> [What is required] Copy out every line of the items below word for word, leaving the pictures out of your answer.

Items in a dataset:
******************************
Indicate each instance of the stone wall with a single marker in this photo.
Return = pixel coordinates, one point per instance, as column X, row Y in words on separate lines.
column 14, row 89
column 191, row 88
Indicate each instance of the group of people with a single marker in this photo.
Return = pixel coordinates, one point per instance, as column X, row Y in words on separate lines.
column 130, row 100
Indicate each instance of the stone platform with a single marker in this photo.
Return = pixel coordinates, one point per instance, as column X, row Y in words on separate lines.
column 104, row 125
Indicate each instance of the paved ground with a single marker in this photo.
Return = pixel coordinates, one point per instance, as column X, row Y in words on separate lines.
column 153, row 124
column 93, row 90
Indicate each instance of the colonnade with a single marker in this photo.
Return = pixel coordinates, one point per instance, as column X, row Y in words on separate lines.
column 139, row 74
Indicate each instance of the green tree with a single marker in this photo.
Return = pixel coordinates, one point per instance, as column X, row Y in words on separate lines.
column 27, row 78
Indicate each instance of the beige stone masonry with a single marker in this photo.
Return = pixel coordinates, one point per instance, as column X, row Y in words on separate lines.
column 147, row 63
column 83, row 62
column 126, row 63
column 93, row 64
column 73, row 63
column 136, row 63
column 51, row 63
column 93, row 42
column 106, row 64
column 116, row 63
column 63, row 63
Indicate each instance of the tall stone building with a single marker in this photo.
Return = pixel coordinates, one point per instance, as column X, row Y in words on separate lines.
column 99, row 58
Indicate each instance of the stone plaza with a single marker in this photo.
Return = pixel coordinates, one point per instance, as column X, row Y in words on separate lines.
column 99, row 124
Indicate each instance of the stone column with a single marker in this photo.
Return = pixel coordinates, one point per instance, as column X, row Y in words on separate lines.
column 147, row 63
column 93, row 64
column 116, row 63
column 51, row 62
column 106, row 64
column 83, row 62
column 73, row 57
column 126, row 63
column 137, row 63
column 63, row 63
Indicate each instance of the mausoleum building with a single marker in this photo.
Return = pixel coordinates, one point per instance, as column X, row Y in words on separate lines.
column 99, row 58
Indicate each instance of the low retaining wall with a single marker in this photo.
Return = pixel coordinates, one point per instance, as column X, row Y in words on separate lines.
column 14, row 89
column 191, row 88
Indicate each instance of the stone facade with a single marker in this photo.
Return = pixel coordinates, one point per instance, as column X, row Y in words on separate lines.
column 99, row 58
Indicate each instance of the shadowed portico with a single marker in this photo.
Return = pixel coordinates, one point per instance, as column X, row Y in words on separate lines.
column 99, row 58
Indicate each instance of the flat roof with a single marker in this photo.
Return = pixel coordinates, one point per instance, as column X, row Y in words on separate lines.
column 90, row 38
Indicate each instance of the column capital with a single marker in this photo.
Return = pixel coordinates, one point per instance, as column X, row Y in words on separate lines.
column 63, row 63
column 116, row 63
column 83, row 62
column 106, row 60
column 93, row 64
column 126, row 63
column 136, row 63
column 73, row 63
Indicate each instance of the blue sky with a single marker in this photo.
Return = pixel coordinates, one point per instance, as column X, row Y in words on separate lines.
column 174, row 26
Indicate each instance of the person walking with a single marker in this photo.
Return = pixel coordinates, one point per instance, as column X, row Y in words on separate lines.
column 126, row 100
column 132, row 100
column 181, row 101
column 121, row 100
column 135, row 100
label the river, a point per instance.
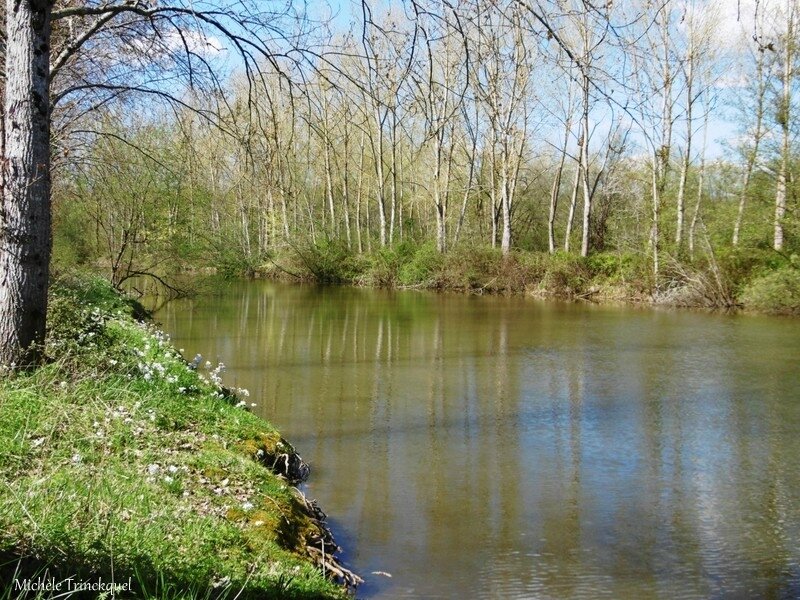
(492, 447)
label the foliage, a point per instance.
(120, 459)
(777, 292)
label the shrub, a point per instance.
(422, 267)
(777, 292)
(566, 275)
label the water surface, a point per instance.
(486, 447)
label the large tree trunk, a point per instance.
(784, 111)
(25, 240)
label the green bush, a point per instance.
(777, 292)
(566, 275)
(422, 267)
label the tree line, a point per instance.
(660, 128)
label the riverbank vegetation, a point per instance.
(646, 150)
(121, 460)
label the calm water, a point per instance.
(484, 447)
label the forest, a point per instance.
(659, 138)
(641, 151)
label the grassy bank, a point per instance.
(755, 280)
(119, 460)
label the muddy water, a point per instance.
(507, 448)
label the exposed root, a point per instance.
(321, 547)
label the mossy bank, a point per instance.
(121, 462)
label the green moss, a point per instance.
(118, 457)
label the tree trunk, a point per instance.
(784, 111)
(25, 240)
(573, 201)
(587, 196)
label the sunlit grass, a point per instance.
(119, 460)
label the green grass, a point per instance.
(119, 460)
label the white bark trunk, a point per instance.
(25, 240)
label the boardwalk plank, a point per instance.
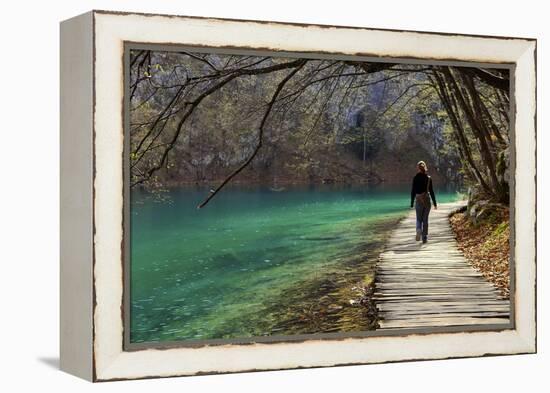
(429, 285)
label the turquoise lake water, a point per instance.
(231, 269)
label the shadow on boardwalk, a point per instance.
(429, 285)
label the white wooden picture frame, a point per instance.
(92, 192)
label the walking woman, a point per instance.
(422, 186)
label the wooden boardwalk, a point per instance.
(428, 285)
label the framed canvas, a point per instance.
(246, 195)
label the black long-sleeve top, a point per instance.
(420, 185)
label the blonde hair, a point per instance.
(422, 166)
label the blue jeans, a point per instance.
(422, 213)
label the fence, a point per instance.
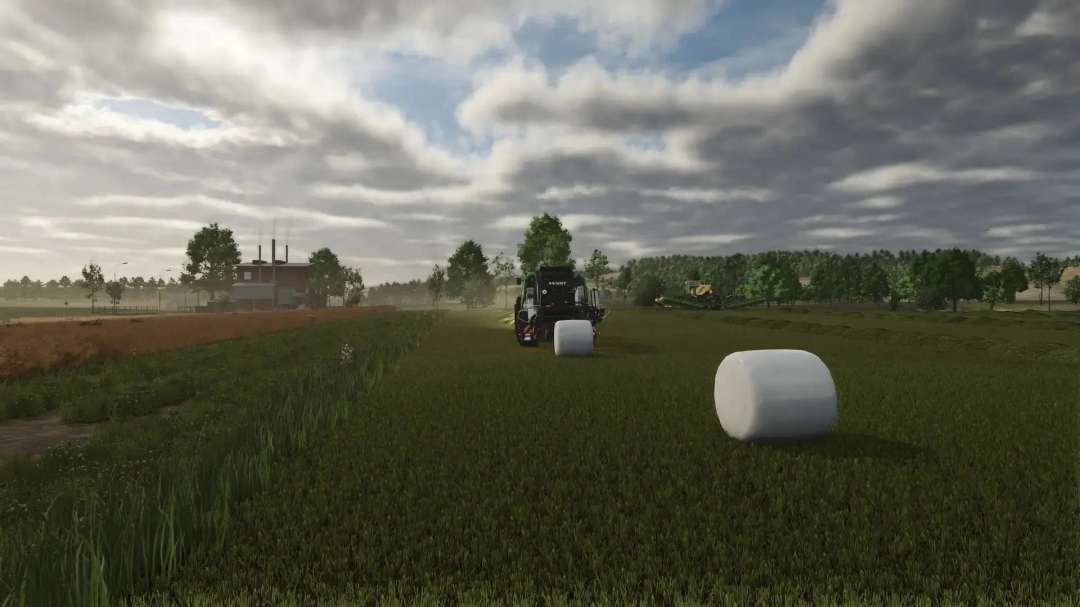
(125, 310)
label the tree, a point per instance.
******************************
> [Result]
Indicate each instance of the stone wall with a single marker in this photo.
Return = pixel coordinates, one point per instance, as column X, row Y in words on separate lines.
column 14, row 89
column 191, row 88
Indicate each instance of the group of people with a single marker in this photo.
Return = pixel coordinates, one point per instance, as column X, row Y in words on separate lines.
column 130, row 100
Indicate each instance of the stone platform with a single marker in this photo.
Return = pixel coordinates, one point per instance, as column X, row Y in words on separate lines.
column 104, row 125
Indicate each instance of the paved ground with a single marker in this photo.
Return = pixel coordinates, one point per instance, as column X, row Y in words on separate lines.
column 153, row 124
column 93, row 90
Indicate each instance of the colonnade with a single marker in this photo.
Return = pixel coordinates, one point per instance, as column X, row Y in words on separate lines.
column 139, row 74
Indicate each instance of the green tree with a single marker in this photo.
Return = pixel coordinates, one point per instance, as column X, row Y in words on separate lines.
column 27, row 78
Indicate each instance of the beige stone masonry with a single marker in this photo.
Return = pixel coordinates, one point per instance, as column X, row Y in words on separate lines.
column 147, row 63
column 83, row 62
column 126, row 63
column 93, row 64
column 73, row 63
column 136, row 63
column 51, row 63
column 93, row 42
column 106, row 64
column 116, row 63
column 63, row 63
Indicate each instance of the tall stone building with a single marker in this photo.
Return = pixel coordinates, one point per instance, as column X, row Y in words on separate lines.
column 99, row 58
Indicate each instance of the stone plaza with a single marker in this photo.
Return = pixel coordinates, one point per instance, as column X, row Y in words on separate lines.
column 99, row 124
Indicate each instance of the stone column with a single marker in this photo.
Return = pixel coordinates, one point per instance, as column X, row Y in words on separate lines.
column 147, row 63
column 93, row 64
column 116, row 63
column 51, row 62
column 106, row 64
column 83, row 62
column 73, row 57
column 126, row 63
column 137, row 63
column 63, row 63
Indicate each instance of the mausoleum building with a single marker in this photo.
Return = pixel coordinates, one point per instance, as column X, row Y in words on separate lines.
column 99, row 58
Indicate each instance of the low retaining wall with a single marker in this photo.
Return = pixel coordinates, one point per instance, as column X, row Y in words on separate lines.
column 14, row 89
column 191, row 88
Indicate each instance of the stone facade with a single marker in this photo.
Return = pixel coordinates, one point per instance, as column X, row Y in words on separate lines.
column 99, row 58
Indicate each instance of the shadowed portico with a single marker in this photo.
Return = pixel coordinates, one point per instance, as column X, row Y in words on separate lines.
column 99, row 58
Indicate each instance of the flat roof with a single marker in this photo.
Return = pixel coordinates, one point per instance, as column X, row Y in words on separate lines.
column 90, row 38
Indicate each instance of the column capital with a single marker in this photo.
Return = pixel coordinates, one point per instance, as column X, row Y in words on separate lines.
column 63, row 63
column 116, row 63
column 83, row 62
column 106, row 60
column 93, row 64
column 126, row 63
column 136, row 63
column 73, row 63
Indicate each instance of the blue sky with a single marker in this photo.
Return = pixel coordinates, one point per instance, as column X, row Y in words on separate lines.
column 174, row 26
Indicate each instance of the person walking with a single marker in this photo.
Return = pixel coordinates, one point per instance, as column X, row Y in words on separate lines.
column 126, row 100
column 132, row 100
column 181, row 101
column 121, row 100
column 135, row 100
label the river, a point per instance.
(492, 447)
label the foliage, a point per instance.
(120, 459)
(777, 292)
label the shrub, a point per instance.
(422, 267)
(777, 292)
(566, 275)
label the water surface, a point per instance.
(486, 447)
label the large tree trunk, a point per instance.
(784, 111)
(25, 240)
label the green bush, a point per instance.
(777, 292)
(566, 275)
(422, 267)
label the tree line, a point per instance.
(660, 128)
label the riverbank vegetation, a point per instance.
(646, 150)
(121, 460)
label the calm water, a point per instance.
(484, 447)
label the forest, a point per instance.
(659, 138)
(641, 151)
label the grassy bank, a point per instance.
(755, 280)
(119, 460)
label the muddy water, a point per instance.
(507, 448)
label the exposed root, a point per instance.
(321, 547)
label the mossy bank, a point per instance.
(121, 462)
label the green moss, a point per instance.
(118, 457)
label the tree trunk, a point per instance.
(784, 111)
(25, 240)
(573, 201)
(587, 196)
label the sunlit grass, a point per instance.
(119, 460)
label the green grass, a point per instance.
(119, 460)
label the white bark trunk, a point per instance.
(25, 240)
label the boardwalk plank, a point per instance.
(429, 285)
label the turquoise lake water, a point per instance.
(231, 269)
label the shadow on boardwalk, a point per instance.
(429, 285)
label the white wooden picture frame, a point per instance.
(92, 192)
label the walking woman, a point per instance.
(422, 186)
label the wooden boardwalk, a point per instance.
(428, 285)
label the framed canvas, a point per instance.
(246, 195)
label the black long-sleeve top, a point per instance.
(420, 185)
label the blonde hair, a point per instance.
(422, 166)
label the blue jeans, a point per instance.
(422, 213)
label the fence, a point per instance.
(125, 310)
label the tree, a point per instance.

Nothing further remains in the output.